#### Article ####
YoadTew / zero-shot-image-to-text

Implementation of Zero-Shot Image-to-Text Generation for Visual-Semantic Arithmetic
262 stars 42 forks source link

Should I additionally set end_factor to 1.04 in the command and set the variable self.ef_idx to 3 in class CLIPTextGenerator to reproduce image caption results? #12

Open baiyuting opened 1 year ago

baiyuting commented 1 year ago

in readme.md, to perform image caption, the command is $ python run.py --reset_context_delta --caption_img_path "example_images/captions/COCO_val2014_000000097017.jpg" however, in the paper, it said that the end_factor is 1.04 and time-step is 3. To reproduce image caption results, should I additionally set end_factor to 1.04 in the command and set the variable self.ef_idx to 3 in class CLIPTextGenerator?

shams2023 commented 1 year ago

in readme.md, to perform image caption, the command is however, in the paper, it said that the end_factor is 1.04 and time-step is 3. To reproduce image caption results, should I additionally set end_factor to 1.04 in the command and set the variable self.ef_idx to 3 in class CLIPTextGenerator?$ python run.py --reset_context_delta --caption_img_path "example_images/captions/COCO_val2014_000000097017.jpg"

请问你成功的运行了吗?
#### Listing ####
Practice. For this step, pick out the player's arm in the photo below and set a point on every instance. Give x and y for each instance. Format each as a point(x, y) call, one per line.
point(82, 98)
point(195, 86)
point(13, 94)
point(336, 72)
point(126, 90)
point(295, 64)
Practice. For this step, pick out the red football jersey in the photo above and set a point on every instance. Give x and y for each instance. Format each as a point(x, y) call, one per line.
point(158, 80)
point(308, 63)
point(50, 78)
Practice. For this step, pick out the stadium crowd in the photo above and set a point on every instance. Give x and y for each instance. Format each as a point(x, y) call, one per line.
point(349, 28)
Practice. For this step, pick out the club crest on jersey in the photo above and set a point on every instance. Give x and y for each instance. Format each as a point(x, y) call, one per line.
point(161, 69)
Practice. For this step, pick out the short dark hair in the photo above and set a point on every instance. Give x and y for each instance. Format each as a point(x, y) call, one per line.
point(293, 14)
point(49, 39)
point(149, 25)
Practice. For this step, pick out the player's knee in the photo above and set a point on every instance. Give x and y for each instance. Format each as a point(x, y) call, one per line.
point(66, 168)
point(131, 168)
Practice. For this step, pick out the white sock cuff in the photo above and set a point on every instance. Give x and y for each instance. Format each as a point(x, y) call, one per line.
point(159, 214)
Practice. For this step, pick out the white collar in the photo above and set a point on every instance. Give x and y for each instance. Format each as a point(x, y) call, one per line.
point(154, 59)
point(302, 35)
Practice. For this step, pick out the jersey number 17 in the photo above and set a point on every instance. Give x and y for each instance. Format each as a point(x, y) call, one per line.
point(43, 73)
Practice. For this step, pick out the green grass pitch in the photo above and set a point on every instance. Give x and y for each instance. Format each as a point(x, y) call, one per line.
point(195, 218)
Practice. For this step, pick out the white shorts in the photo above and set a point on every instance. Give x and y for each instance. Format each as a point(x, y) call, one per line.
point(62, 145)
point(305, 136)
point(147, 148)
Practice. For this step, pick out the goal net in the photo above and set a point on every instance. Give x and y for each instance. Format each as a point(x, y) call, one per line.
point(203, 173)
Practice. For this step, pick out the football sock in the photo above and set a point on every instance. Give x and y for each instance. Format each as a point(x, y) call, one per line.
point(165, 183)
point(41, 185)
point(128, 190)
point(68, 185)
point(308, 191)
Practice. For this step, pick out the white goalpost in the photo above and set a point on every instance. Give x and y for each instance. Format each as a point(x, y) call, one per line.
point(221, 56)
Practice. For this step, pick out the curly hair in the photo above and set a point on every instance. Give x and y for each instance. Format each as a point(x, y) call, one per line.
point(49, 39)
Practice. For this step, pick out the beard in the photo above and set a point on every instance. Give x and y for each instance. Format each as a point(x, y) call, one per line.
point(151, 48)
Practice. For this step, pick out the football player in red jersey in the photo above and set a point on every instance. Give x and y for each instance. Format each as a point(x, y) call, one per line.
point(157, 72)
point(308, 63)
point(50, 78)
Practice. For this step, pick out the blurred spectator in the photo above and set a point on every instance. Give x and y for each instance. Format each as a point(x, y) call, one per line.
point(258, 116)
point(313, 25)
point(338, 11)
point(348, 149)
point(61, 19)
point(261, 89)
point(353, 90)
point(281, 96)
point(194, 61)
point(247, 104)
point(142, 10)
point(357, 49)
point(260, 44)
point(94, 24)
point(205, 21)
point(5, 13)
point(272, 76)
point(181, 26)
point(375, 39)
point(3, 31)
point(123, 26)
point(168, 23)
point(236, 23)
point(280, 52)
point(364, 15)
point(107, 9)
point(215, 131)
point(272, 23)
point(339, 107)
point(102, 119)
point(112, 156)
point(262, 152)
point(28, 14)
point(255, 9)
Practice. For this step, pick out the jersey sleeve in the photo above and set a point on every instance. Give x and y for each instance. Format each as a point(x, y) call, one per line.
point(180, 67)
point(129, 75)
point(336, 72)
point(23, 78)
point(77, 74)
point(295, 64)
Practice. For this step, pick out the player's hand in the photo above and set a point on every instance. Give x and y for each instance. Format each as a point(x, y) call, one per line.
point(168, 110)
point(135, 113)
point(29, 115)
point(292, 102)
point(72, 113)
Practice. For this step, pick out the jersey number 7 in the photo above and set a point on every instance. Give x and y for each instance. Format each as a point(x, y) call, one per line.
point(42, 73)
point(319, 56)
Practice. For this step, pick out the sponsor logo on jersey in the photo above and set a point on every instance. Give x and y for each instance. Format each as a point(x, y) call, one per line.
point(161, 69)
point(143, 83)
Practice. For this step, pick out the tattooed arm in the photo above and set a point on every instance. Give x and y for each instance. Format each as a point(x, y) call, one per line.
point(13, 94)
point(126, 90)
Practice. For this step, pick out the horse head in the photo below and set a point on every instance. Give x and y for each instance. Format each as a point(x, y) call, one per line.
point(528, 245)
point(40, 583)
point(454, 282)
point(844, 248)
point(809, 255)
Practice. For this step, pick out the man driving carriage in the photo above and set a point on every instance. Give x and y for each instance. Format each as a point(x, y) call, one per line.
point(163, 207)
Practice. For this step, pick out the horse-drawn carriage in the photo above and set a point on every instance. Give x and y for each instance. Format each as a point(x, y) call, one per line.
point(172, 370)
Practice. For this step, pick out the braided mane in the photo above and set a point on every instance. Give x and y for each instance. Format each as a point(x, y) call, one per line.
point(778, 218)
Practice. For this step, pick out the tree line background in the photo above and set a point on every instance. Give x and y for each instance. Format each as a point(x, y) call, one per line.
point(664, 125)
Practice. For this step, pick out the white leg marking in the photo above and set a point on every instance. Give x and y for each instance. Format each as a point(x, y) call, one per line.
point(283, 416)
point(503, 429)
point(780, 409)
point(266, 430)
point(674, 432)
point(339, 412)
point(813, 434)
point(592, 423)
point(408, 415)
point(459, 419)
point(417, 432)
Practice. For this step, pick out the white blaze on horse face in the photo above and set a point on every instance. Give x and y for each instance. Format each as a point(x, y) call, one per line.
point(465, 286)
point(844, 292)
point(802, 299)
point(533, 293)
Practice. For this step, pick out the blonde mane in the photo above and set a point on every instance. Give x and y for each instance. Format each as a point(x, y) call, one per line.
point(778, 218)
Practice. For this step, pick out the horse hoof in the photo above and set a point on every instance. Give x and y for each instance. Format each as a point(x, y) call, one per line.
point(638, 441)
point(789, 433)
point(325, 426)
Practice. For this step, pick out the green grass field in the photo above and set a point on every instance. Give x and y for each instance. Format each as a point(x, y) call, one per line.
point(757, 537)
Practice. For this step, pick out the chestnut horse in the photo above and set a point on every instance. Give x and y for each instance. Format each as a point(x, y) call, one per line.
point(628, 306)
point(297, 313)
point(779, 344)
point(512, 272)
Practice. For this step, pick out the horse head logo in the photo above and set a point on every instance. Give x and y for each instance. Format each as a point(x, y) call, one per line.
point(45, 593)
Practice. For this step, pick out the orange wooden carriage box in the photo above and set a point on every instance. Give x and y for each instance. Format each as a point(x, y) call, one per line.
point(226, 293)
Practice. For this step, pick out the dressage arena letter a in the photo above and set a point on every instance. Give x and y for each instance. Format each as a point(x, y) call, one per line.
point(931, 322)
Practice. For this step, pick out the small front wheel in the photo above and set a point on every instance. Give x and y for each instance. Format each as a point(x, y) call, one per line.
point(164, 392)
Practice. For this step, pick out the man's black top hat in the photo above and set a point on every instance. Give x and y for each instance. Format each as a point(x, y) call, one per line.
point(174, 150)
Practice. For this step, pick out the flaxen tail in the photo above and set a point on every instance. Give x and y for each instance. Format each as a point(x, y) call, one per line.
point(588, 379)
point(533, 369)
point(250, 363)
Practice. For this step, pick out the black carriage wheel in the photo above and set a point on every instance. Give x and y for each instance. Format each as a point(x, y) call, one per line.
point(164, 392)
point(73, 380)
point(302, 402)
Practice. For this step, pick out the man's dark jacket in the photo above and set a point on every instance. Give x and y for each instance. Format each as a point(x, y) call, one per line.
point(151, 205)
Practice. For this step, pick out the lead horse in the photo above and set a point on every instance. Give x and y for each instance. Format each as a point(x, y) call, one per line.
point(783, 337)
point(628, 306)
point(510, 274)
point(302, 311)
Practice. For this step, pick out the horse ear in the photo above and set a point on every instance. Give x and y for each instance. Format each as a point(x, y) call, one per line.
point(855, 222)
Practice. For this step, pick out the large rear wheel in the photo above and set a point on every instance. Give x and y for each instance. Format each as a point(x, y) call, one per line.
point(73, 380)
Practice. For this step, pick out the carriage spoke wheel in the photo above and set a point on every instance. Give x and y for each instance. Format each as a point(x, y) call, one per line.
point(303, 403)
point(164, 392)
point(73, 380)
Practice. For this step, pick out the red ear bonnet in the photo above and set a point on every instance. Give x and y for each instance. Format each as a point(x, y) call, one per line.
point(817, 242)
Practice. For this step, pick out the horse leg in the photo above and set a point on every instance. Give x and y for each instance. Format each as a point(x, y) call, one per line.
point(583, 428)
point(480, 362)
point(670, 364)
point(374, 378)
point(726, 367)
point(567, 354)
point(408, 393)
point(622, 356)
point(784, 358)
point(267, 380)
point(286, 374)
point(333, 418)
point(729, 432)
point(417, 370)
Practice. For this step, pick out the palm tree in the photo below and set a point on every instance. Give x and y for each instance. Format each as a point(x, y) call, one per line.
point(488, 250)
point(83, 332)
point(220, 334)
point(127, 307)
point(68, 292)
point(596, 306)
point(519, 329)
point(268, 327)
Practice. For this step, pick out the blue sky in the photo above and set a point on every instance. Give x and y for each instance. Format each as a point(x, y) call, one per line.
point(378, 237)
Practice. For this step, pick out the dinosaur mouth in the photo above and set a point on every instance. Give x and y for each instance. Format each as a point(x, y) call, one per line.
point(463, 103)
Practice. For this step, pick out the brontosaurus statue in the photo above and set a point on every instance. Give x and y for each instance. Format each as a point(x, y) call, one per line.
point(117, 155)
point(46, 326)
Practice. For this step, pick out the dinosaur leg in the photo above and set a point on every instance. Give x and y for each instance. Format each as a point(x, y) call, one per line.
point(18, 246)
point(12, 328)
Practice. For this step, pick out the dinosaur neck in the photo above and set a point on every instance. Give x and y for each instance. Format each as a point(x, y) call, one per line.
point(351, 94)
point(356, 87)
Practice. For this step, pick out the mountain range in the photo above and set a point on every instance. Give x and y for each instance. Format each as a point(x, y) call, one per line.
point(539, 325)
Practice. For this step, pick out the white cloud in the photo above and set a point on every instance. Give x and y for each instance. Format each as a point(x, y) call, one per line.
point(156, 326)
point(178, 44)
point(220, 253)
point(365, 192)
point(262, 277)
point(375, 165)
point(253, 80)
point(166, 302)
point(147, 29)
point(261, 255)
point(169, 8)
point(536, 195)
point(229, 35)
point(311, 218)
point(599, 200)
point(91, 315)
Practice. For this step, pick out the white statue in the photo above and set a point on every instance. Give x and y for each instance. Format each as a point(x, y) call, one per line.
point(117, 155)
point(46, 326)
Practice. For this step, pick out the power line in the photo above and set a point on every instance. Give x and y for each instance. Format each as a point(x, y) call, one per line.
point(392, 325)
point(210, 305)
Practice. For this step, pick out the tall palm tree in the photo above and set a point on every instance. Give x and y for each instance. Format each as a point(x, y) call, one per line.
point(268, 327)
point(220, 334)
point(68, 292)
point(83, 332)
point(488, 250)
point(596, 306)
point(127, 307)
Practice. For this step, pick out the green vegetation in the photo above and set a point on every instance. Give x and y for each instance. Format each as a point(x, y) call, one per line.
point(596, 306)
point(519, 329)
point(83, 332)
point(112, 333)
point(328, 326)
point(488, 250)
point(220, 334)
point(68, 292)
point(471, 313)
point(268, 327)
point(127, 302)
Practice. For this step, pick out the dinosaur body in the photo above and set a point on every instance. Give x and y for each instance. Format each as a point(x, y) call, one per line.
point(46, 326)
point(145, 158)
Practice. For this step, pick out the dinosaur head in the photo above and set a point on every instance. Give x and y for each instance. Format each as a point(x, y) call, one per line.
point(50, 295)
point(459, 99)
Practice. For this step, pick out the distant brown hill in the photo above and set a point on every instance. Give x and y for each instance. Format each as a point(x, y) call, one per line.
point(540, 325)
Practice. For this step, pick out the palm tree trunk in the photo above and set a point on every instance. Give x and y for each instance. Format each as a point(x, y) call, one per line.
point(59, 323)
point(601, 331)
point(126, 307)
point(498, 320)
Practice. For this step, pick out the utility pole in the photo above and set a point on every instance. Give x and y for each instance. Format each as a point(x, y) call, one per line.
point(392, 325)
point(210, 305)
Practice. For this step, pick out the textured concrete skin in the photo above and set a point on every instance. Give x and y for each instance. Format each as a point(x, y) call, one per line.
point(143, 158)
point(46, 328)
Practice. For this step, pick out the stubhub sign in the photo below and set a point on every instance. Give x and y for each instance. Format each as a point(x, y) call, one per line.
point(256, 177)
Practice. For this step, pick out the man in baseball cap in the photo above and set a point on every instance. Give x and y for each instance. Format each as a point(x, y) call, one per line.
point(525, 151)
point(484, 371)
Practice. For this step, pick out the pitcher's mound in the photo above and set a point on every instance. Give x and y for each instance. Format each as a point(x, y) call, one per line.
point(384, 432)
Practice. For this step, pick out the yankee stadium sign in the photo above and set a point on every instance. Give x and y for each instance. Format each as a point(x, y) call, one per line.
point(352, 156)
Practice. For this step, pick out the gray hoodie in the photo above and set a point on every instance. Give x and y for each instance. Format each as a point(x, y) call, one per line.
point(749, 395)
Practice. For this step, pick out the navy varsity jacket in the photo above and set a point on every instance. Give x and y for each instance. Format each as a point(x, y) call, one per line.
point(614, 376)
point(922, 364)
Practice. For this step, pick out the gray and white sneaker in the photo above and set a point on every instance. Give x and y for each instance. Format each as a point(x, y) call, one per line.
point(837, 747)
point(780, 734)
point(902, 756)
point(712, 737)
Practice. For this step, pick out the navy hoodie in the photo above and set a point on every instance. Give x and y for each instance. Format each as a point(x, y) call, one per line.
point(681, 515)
####
**What to do:** Write out the part of the issue thread above from "in readme.md, to perform image caption, the command is $" up to and including "请问你成功的运行了吗?", word for word.

**The output:**
in readme.md, to perform image caption, the command is $ python run.py --reset_context_delta --caption_img_path "example_images/captions/COCO_val2014_000000097017.jpg" however, in the paper, it said that the end_factor is 1.04 and time-step is 3. To reproduce image caption results, should I additionally set end_factor to 1.04 in the command and set the variable self.ef_idx to 3 in class CLIPTextGenerator?

shams2023 commented 1 year ago

in readme.md, to perform image caption, the command is however, in the paper, it said that the end_factor is 1.04 and time-step is 3. To reproduce image caption results, should I additionally set end_factor to 1.04 in the command and set the variable self.ef_idx to 3 in class CLIPTextGenerator?$ python run.py --reset_context_delta --caption_img_path "example_images/captions/COCO_val2014_000000097017.jpg"

请问你成功的运行了吗?